Pointing dataset records

=====

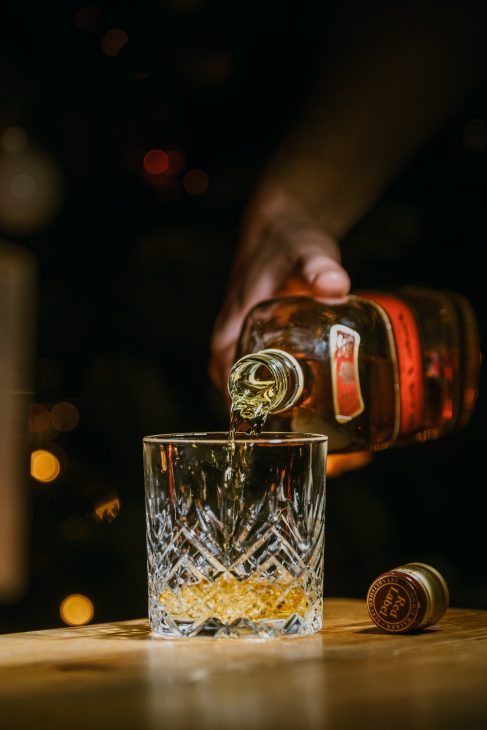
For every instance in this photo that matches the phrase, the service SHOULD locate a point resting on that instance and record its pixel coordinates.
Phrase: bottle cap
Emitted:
(407, 598)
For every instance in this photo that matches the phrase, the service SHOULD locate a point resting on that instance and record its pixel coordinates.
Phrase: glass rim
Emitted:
(221, 437)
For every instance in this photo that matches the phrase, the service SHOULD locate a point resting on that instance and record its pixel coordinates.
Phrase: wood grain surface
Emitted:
(350, 675)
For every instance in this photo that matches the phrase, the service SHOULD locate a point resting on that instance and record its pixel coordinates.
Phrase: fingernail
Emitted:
(333, 281)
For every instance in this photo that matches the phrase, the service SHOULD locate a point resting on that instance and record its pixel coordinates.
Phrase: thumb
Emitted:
(326, 276)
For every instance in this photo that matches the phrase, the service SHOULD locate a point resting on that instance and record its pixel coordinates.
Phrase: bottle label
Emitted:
(347, 396)
(409, 360)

=====

Exercise directions -
Rewrite all the lines of the material above, requests included, but shift every answer point by adding 127 to each of its pixel coordinates. Leave the pictures out of your answer.

Written response -
For every instance in this photo that matches the phrase, the service SHOULD locate a point resting on that instance and record its pixel coordinates.
Phrase: bottle cap
Emitted:
(534, 725)
For every instance in this photo that matches the phrase, the service SHOULD locate a point resting on that instance and record its pixel coordinates.
Phrase: glass rim
Emitted:
(348, 564)
For every instance in this photo that matches the phrase, the service SHOULD locate a point resting on that instance and record its pixel coordinates.
Phrase: wood grain surface
Emitted:
(477, 802)
For every instance in this photo that matches the phrase, the service SHOULD locate a point resting on that instance and record its pixel coordinates.
Phrase: fingernail
Emitted:
(460, 408)
For every instance in this photo that matches the phrase, the service SHOULD locate a point resting on that instance and record its pixel coordinates.
Phrase: thumb
Emitted:
(453, 403)
For every instance in this photo that matches the phrase, the service SHOULD locate a point resting on that instance and record its pixel coordinates.
Phrase: bottle label
Emitted:
(474, 523)
(536, 487)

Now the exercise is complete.